*** Dataset entries ***

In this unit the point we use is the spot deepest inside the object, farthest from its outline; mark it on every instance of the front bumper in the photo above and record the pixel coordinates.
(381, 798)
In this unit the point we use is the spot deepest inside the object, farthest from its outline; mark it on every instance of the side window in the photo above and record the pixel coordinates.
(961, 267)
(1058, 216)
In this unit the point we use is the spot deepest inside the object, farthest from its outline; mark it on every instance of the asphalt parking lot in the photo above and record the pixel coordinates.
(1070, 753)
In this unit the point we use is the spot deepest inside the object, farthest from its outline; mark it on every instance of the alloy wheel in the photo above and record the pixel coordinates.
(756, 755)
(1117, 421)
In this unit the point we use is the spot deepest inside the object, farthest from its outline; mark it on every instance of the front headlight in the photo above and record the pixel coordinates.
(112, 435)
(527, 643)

*** End of Dataset entries ***

Goal of the exercise >>
Exactly the lines from the one holding "of the asphalt" through the end of the records above are to be returned, and nothing else.

Output of the task >>
In this unit the point we use is the spot deepest inside the object, farthest from its outline; mark it on every instance of the asphalt parking lot in the photo above and record the pixel coordinates.
(1070, 753)
In this unit the point we use is the spot deepest inside the object, farthest from its outline; mark it on every instance of the alloy wheel in the photo above and record the pixel coordinates.
(756, 755)
(1117, 421)
In this unit the point we use is the spot deepest inside the object, farthest from its outline; mark it on every instance of the front headlight in the photo above and record the pixel coordinates.
(112, 435)
(527, 643)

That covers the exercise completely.